Could you convert the entries into a JSON list of strings, one string per line with blank lines omitted, starting at the beginning of the entries and ending after the line that contains "[503, 241, 626, 364]"? Leave the pictures out of the list.

======== Dataset excerpts

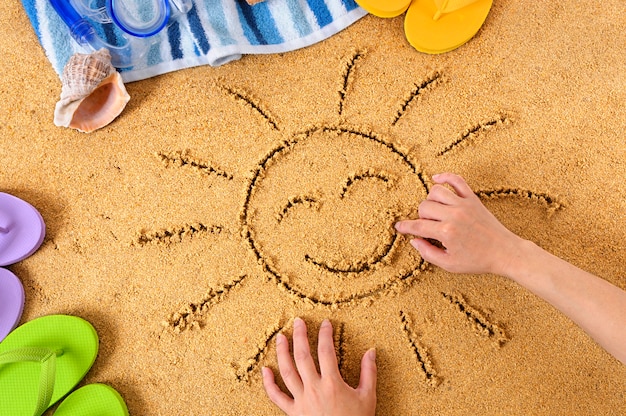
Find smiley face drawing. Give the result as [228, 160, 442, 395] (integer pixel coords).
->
[242, 126, 427, 305]
[147, 51, 562, 387]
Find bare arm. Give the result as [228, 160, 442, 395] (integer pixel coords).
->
[396, 173, 626, 364]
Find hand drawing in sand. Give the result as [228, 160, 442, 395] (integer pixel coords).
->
[136, 52, 562, 386]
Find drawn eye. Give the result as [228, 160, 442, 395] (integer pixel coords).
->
[339, 169, 395, 199]
[276, 195, 320, 223]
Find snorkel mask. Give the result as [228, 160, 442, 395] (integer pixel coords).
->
[50, 0, 193, 68]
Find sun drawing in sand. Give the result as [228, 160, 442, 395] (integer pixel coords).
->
[136, 51, 562, 386]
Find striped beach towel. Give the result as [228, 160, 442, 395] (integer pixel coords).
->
[22, 0, 366, 82]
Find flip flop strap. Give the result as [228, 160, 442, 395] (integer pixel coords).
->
[0, 347, 62, 416]
[0, 209, 11, 234]
[433, 0, 478, 20]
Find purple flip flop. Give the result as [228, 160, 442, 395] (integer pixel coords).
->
[0, 268, 24, 341]
[0, 192, 46, 266]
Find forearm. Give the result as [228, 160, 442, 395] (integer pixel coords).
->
[503, 241, 626, 364]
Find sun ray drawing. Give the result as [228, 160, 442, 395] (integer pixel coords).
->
[135, 51, 564, 387]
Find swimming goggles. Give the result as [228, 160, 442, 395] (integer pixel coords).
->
[49, 0, 193, 68]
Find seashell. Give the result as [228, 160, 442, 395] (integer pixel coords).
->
[54, 49, 130, 133]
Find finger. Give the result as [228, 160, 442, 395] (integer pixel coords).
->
[433, 173, 475, 198]
[411, 238, 448, 270]
[357, 348, 377, 397]
[396, 219, 442, 241]
[261, 367, 294, 414]
[276, 334, 304, 397]
[426, 184, 459, 205]
[293, 318, 319, 384]
[418, 201, 448, 221]
[317, 319, 341, 377]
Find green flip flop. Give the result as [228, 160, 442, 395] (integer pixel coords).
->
[54, 383, 128, 416]
[0, 315, 98, 416]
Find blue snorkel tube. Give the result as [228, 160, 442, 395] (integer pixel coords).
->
[49, 0, 193, 68]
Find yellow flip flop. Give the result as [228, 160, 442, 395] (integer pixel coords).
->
[404, 0, 493, 54]
[356, 0, 411, 17]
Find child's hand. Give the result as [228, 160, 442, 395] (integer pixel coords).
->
[263, 318, 376, 416]
[396, 173, 523, 276]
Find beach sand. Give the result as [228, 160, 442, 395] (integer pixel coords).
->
[0, 0, 626, 415]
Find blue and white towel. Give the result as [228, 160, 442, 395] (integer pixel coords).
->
[22, 0, 366, 82]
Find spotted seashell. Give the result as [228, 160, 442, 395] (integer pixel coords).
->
[54, 49, 130, 133]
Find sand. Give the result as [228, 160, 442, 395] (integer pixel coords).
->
[0, 0, 626, 415]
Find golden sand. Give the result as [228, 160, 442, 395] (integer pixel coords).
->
[0, 0, 626, 415]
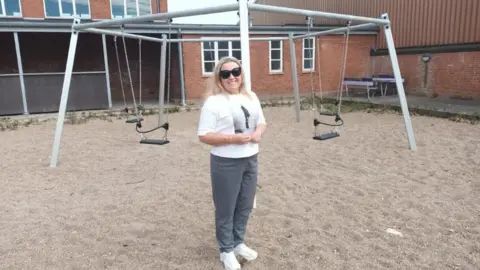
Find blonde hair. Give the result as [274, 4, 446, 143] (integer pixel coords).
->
[205, 56, 251, 99]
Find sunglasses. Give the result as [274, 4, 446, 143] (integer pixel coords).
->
[220, 67, 242, 79]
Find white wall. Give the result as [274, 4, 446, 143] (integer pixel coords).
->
[167, 0, 238, 25]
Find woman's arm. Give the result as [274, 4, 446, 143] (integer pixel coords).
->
[198, 132, 233, 146]
[197, 99, 251, 146]
[252, 95, 267, 142]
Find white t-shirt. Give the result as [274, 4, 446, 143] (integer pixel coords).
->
[197, 92, 266, 158]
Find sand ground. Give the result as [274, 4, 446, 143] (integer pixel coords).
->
[0, 108, 480, 270]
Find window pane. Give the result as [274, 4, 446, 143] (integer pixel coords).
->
[5, 0, 20, 16]
[127, 0, 137, 16]
[303, 38, 313, 48]
[203, 41, 215, 50]
[111, 0, 125, 17]
[271, 60, 280, 70]
[218, 50, 228, 60]
[218, 41, 228, 49]
[270, 40, 280, 49]
[270, 50, 280, 59]
[232, 51, 242, 60]
[203, 62, 215, 72]
[75, 0, 90, 17]
[303, 59, 312, 69]
[232, 41, 240, 49]
[138, 0, 152, 15]
[61, 0, 73, 16]
[303, 49, 313, 58]
[203, 51, 215, 61]
[45, 0, 60, 17]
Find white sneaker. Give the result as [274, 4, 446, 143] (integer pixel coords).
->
[234, 244, 258, 261]
[220, 251, 241, 270]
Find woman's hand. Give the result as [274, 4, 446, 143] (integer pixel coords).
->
[251, 131, 262, 143]
[231, 133, 252, 144]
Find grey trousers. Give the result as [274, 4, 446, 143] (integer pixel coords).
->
[210, 155, 258, 252]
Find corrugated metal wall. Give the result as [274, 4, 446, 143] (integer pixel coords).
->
[251, 0, 480, 49]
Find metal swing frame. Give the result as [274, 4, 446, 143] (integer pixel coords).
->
[50, 0, 417, 168]
[118, 26, 172, 145]
[308, 17, 352, 141]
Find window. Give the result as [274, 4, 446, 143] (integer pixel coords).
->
[110, 0, 152, 18]
[202, 41, 242, 74]
[302, 38, 315, 71]
[0, 0, 22, 17]
[44, 0, 90, 18]
[270, 40, 283, 72]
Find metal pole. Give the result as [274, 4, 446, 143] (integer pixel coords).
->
[102, 34, 113, 109]
[183, 37, 288, 42]
[73, 4, 238, 30]
[238, 0, 252, 91]
[81, 28, 163, 42]
[158, 34, 168, 126]
[178, 29, 187, 106]
[50, 19, 79, 168]
[293, 23, 377, 39]
[13, 32, 28, 114]
[248, 3, 390, 25]
[238, 0, 257, 208]
[382, 13, 417, 151]
[289, 34, 300, 122]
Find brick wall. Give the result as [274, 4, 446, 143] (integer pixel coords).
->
[184, 35, 374, 100]
[184, 35, 480, 100]
[372, 52, 480, 99]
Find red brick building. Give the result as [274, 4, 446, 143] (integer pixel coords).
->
[0, 0, 480, 115]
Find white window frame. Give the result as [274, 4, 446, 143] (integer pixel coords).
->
[0, 0, 23, 18]
[268, 40, 283, 73]
[200, 38, 242, 76]
[110, 0, 152, 19]
[43, 0, 92, 19]
[302, 37, 316, 72]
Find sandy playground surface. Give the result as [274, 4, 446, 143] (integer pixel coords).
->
[0, 108, 480, 270]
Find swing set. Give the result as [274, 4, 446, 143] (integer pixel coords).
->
[307, 17, 351, 141]
[50, 0, 417, 168]
[114, 21, 172, 145]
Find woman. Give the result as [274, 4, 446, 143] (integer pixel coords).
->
[198, 57, 266, 270]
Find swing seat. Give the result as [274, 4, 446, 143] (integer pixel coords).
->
[125, 118, 143, 124]
[140, 139, 170, 145]
[318, 112, 337, 116]
[313, 131, 340, 141]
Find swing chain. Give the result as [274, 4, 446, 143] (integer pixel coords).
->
[337, 21, 352, 115]
[121, 24, 142, 125]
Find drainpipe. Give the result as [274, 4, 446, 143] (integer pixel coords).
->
[177, 29, 187, 106]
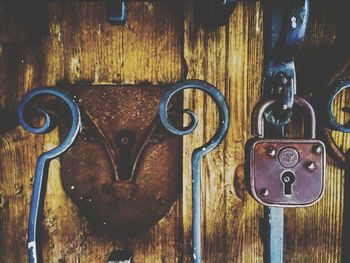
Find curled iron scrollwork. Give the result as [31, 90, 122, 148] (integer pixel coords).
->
[17, 87, 81, 263]
[159, 80, 229, 263]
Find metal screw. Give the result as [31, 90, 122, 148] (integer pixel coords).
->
[260, 188, 270, 197]
[312, 145, 322, 154]
[266, 148, 276, 157]
[305, 161, 316, 171]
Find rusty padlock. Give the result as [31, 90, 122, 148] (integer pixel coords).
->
[61, 85, 182, 238]
[247, 97, 326, 207]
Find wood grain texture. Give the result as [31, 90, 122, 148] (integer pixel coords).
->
[0, 2, 183, 262]
[0, 0, 350, 263]
[183, 2, 263, 262]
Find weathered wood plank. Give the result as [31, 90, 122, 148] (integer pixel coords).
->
[183, 2, 262, 262]
[0, 2, 183, 262]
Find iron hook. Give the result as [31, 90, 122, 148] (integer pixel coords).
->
[17, 87, 81, 263]
[159, 80, 229, 263]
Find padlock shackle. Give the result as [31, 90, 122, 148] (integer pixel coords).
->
[252, 96, 316, 139]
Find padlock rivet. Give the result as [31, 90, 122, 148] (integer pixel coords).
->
[306, 161, 316, 171]
[260, 188, 269, 197]
[313, 145, 322, 154]
[266, 148, 276, 157]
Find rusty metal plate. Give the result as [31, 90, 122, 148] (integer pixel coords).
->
[61, 86, 182, 237]
[249, 139, 326, 207]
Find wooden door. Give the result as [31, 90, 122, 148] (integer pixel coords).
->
[0, 0, 349, 263]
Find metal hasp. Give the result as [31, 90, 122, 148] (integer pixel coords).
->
[108, 0, 126, 25]
[195, 0, 237, 27]
[262, 0, 309, 125]
[247, 96, 326, 207]
[262, 0, 310, 263]
[17, 87, 81, 263]
[159, 80, 229, 263]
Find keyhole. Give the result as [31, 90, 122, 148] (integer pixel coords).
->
[116, 130, 136, 181]
[282, 171, 295, 195]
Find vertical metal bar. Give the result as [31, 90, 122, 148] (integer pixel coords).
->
[264, 125, 285, 263]
[265, 206, 284, 263]
[17, 87, 81, 263]
[159, 80, 229, 263]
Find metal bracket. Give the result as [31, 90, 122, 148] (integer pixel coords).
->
[159, 80, 229, 263]
[262, 0, 309, 125]
[195, 0, 237, 27]
[17, 87, 81, 263]
[108, 0, 126, 25]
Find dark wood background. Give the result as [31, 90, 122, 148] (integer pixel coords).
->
[0, 0, 350, 263]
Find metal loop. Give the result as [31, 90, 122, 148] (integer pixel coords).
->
[252, 96, 316, 139]
[17, 87, 81, 263]
[159, 80, 229, 263]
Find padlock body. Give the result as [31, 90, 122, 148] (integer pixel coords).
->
[248, 139, 326, 207]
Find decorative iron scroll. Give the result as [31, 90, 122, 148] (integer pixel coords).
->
[17, 87, 81, 263]
[159, 80, 229, 263]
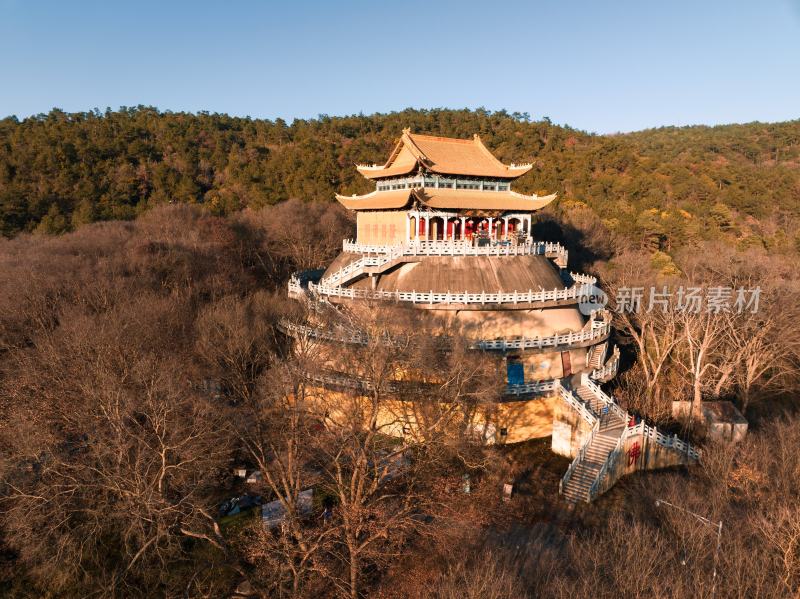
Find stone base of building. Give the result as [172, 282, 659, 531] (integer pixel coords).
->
[672, 401, 748, 443]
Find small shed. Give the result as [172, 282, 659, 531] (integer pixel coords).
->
[261, 489, 314, 530]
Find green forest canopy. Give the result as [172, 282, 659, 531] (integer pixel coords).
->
[0, 106, 800, 251]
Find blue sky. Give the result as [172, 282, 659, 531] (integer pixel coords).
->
[0, 0, 800, 133]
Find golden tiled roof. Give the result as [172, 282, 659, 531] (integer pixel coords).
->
[336, 189, 414, 210]
[416, 188, 556, 212]
[357, 129, 532, 179]
[336, 188, 556, 212]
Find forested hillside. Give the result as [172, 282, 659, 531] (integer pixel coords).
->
[0, 107, 800, 251]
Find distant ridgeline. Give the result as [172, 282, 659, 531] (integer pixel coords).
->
[0, 107, 800, 251]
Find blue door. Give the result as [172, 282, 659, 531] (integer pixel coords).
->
[506, 362, 525, 385]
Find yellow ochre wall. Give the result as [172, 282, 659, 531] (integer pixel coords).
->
[356, 211, 407, 245]
[300, 387, 559, 443]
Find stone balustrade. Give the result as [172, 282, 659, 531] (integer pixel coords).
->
[279, 314, 611, 351]
[306, 282, 592, 306]
[342, 240, 569, 264]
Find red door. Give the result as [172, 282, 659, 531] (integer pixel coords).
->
[561, 352, 572, 376]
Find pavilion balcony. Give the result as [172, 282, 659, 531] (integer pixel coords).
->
[278, 312, 611, 352]
[322, 242, 580, 287]
[306, 275, 592, 310]
[342, 239, 569, 268]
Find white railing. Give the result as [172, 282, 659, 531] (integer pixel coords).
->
[476, 322, 611, 351]
[342, 239, 569, 264]
[308, 282, 590, 305]
[279, 321, 611, 354]
[506, 379, 561, 395]
[626, 422, 700, 460]
[589, 346, 619, 381]
[288, 275, 306, 295]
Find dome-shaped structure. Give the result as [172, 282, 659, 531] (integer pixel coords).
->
[284, 130, 700, 499]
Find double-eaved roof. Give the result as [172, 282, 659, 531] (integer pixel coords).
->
[336, 187, 556, 212]
[336, 129, 556, 212]
[357, 129, 532, 179]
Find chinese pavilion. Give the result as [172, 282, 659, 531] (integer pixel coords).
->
[283, 129, 697, 501]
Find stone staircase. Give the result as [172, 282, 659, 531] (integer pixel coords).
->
[559, 375, 700, 503]
[561, 384, 628, 503]
[561, 415, 625, 503]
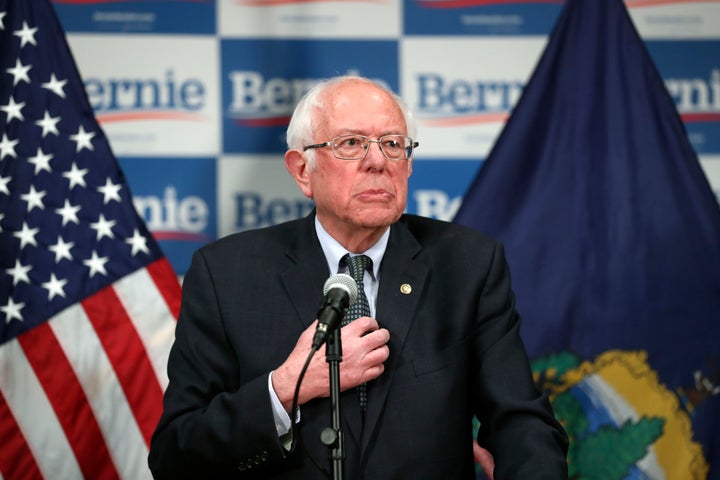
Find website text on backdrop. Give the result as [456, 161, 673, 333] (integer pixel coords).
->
[149, 77, 567, 480]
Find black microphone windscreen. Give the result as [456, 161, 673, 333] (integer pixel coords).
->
[323, 273, 357, 305]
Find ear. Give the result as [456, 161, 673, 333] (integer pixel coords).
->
[285, 150, 312, 198]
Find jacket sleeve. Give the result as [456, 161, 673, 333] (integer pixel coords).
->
[148, 250, 285, 479]
[474, 244, 568, 480]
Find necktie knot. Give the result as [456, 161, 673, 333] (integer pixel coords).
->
[345, 253, 372, 285]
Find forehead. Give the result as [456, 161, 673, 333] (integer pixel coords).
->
[316, 82, 406, 135]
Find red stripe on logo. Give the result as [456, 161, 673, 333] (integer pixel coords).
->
[146, 257, 182, 320]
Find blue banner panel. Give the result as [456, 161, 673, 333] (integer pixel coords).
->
[407, 160, 482, 221]
[404, 0, 564, 35]
[118, 157, 217, 275]
[645, 40, 720, 154]
[52, 0, 216, 34]
[221, 40, 398, 153]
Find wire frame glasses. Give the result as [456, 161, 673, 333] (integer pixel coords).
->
[303, 134, 420, 160]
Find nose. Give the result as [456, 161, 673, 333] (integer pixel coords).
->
[365, 140, 387, 165]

================

Response to this exercise →
[
  "Find smiley face drawing. Give the result as [228, 160, 442, 395] (integer pixel coords).",
  "->",
  "[242, 126, 427, 305]",
  "[147, 51, 562, 387]",
  "Find bare arm. Give the result as [228, 160, 442, 395] (integer pixel coords).",
  "->",
  "[396, 173, 626, 364]",
  "Find hand drawing in sand. Give the result as [228, 160, 442, 395] (integer pixel coords).",
  "->",
  "[136, 52, 562, 386]",
  "Find drawn eye. Give the result as [228, 160, 442, 395] (integer pixel coords).",
  "->",
  "[339, 169, 395, 199]",
  "[276, 195, 320, 223]",
  "Find snorkel mask. Give the result as [228, 160, 442, 395] (integer pixel coords).",
  "->",
  "[50, 0, 193, 68]",
  "Find sun drawing in sand. Give the result as [228, 160, 442, 395] (integer pixel coords).",
  "->",
  "[136, 51, 562, 386]",
  "Find striped beach towel. Give the result as [228, 160, 442, 395] (integer pixel coords).",
  "->",
  "[22, 0, 366, 82]",
  "Find flip flop strap. Give the result as [228, 160, 442, 395] (integer pixel coords).",
  "->",
  "[0, 347, 62, 416]",
  "[0, 209, 11, 234]",
  "[433, 0, 478, 20]",
  "Find purple flip flop. Give the result as [228, 160, 442, 395] (integer pixel coords).",
  "->",
  "[0, 268, 24, 341]",
  "[0, 192, 46, 266]",
  "Find forearm. Give the result as [228, 160, 442, 395] (integer pixel coords).",
  "->",
  "[503, 241, 626, 364]"
]